━━━━━ TEXTE

Appareillage
Eclaireuses Eclaireurs de France
Groupe Lapérouse de Boulogne-Billancourt

Hiver 1954

Hiver 54, c’est la lettre d’un ancien parue dans l’Appareillage spécial 50ème anniversaire du goupe. Lama Souriant nous raconte son camp de ski avec le groupe. Il faut dire qu’à l’époque, faire du ski était une vraie aventure : il y avait peu de remontées mécaniques, et les skis en bois étaient tout à fait rudimentaires. Cette lettre est également un vivant témoignage de l’aide que pouvait apporter Chevreau à chacun de ses éclés.

Mon cher Pierre,

J’ai osé t’envoyer un petit mot après de si longues années, comme on envoie une bouteille à la mer, et voilà qu’elle me revient, par ton écriture par tes mots, par ton amitié. Le temps fait marche arrière. Il s’arrête en gros plan sur le passé. Je n’ai jamais oublié, mais ces souvenirs que je ne pouvais plus partager avec personne reviennent en surface. Alors, quand tu me dis que tout continue, que je ne reconnaîtrais plus Appareillage, que le groupe fête son cinquantième anniversaire en juin, j’ai vraiment l’impression d’être parti en vacances quelques temps et de rentrer à la maison.

Il grimpe bien celui-là…

Hiver 54, non, ce n’était pas l’abbé Pierre, c’était mon premier camp à la neige avec toi, direction Pontarlier, je ne savais rien de la neige et du ski. Je suis arrivé au rendez-vous à la station de métro en culotte courte et blouson de drap bleu. J’avais les chaussettes hautes avec l’élastique sous le revers pour les empêcher de glisser. Je portais bien sûr le béret, et aux pieds, des chaussures de marche ordinaire. Je devais avoir des gants en laine. J’étais parmi les plus jeunes, j’avais douze ans. Quand nous sommes arrivés à Pontarlier, nous nous sommes rendus à pied jusqu’au chalet qui se trouvait assez haut dans la montagne, la neige était profonde, il faisait frais. Nous portions nos sacs à dos plus nos skis. J’ai encore la sensation de l’effort fourni, le groupe s’étirait, j’étais fier parce que je marchais en tête près de toi. Je me souviens alors que tu as dit « il grimpe bien celui-là ».

J’avais trouvé la vie dont je rêvais !

Une fois arrivés au chalet, nous nous sommes installés dans les chalets en bois par patrouille. J’étais avec les Dauphins. Puis, il a fallu faire du feu dans un grand poêle à bois, c’était magnifique, je me prenais pour un trappeur. La grande aventure pouvait commencer, j’allais la suivre jusqu’au bout, j’avais trouvé la vie dont je rêvais.

J’ai découvert le ski des pionniers, de longs skis en bois avec fixations à ressort et qu’il fallait farter. Quant à la technique, il n’y avait ni prof, ni manuel. On descendait au feeling et on remontait à pied car les remontées mécaniques n’existaient pas. Je devais passer mon temps à faire sécher mes habits de laine devant le grand poêle, vu ma tenue de l’époque.

━━━━━━━━━━
━━━━━ DONNÉES EXTRAITES

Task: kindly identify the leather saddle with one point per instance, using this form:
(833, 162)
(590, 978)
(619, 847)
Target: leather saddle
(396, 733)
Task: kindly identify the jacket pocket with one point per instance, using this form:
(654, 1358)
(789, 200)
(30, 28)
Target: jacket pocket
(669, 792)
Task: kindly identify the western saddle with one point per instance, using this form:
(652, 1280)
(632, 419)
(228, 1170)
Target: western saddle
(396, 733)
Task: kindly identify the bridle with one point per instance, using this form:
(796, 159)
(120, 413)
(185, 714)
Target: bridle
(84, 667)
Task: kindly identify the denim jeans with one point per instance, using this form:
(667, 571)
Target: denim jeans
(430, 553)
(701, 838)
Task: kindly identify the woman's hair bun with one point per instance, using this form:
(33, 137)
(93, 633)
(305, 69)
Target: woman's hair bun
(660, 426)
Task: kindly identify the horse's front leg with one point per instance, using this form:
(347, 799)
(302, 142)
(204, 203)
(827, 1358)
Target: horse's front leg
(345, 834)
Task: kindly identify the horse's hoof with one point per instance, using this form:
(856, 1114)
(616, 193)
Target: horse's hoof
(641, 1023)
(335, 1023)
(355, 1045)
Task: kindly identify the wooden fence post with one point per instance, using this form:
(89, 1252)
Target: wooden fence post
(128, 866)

━━━━━━━━━━

**TRAVAIL DEMANDÉ:** Dans le texte sur le camp de ski de l'hiver 1954, relevez les vêtements et chaussures que l'auteur de la lettre décrit entre « en culotte courte » et « des chaussures de marche ordinaire ». Ces données n'ont aucun lien avec le texte.

**CORRIGÉ:**
- une culotte courte
- un blouson de drap bleu
- des chaussettes hautes, avec l'élastique sous le revers
- un béret
- des chaussures de marche ordinaire